Exercise text »
In Australia, Many With Even The 'Mildest Symptoms' Can Get Tested For Coronavirus

The country's efforts to flatten the curve have worked so far, and testing is now widely available for many Australians with symptoms linked to COVID-19.

SYDNEY — As many Americans still struggle to access tests to determine if they are infected with COVID-19, health officials across Australia have taken steps to test many residents with even mild flu-like symptoms in their own effort to clamp down on the coronavirus spreading around the globe.

The state of New South Wales, home to Sydney, said this week that residents in hot spots with known community transmission of the virus should come forward and get tested as soon as possible, allowing health officials to quarantine those who test positive and better trace their contacts.

“We’re urging everybody, even if you have the mildest symptoms, to please come forward in those areas and get tested,” state Premier Gladys Berejiklian said during a press briefing. “We’re urging anybody in those high-risk categories, anybody who specifically lives in those suburbs that were identified, if you have any symptoms, please come forward and get tested.” 

Other states have made similar inroads. In Victoria, anyone with symptoms of COVID-19 is now eligible for a test. Tasmania announced a “testing blitz” on Wednesday “above and beyond the national guidelines,” asking anyone with flu symptoms to seek medical attention. And Western Australia has said that those with high fevers and symptoms of respiratory infections are now eligible even if they haven’t come into contact with a known case.

The achievements fall in stark contrast to those in the United States. President Donald Trump has continued to push for the country to reopen, saying the economy couldn’t bear to stay shuttered for the foreseeable future in line with pleas from health officials. Yet governors and business executives have pressed the White House for dramatic increases in testing around the country in order to see that happen, noting many Americans are still facing difficulties getting tested even if they have symptoms of the coronavirus.

“The more testing, the more open the economy. But there’s not enough national capacity to do this,” New York Gov. Andrew Cuomo (D) said Wednesday. “We can’t do it yet. That is the unvarnished truth.”

Information shown »
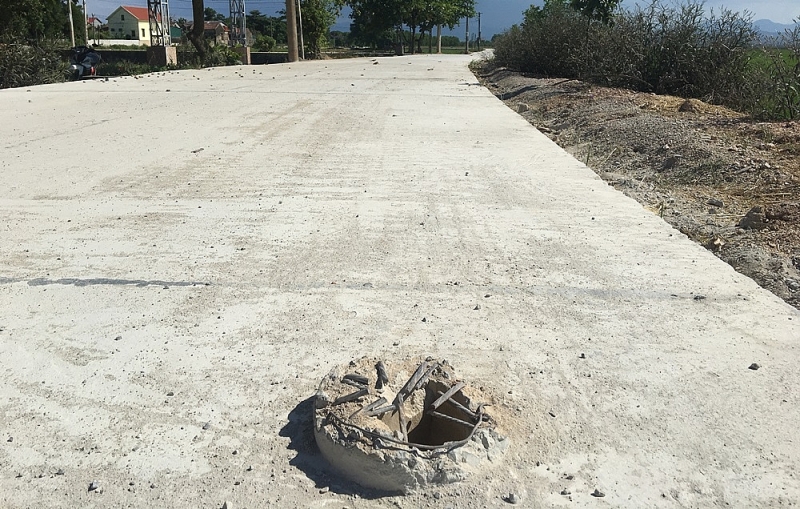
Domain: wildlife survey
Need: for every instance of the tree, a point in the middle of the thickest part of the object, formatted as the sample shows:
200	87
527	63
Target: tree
374	21
318	18
372	18
262	24
197	35
600	10
210	14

Directions for this task » In the article on coronavirus testing in Australia, what did Tasmania announce on Wednesday?

Result » Tasmania announced a "testing blitz" that asked anyone with flu symptoms to seek medical attention.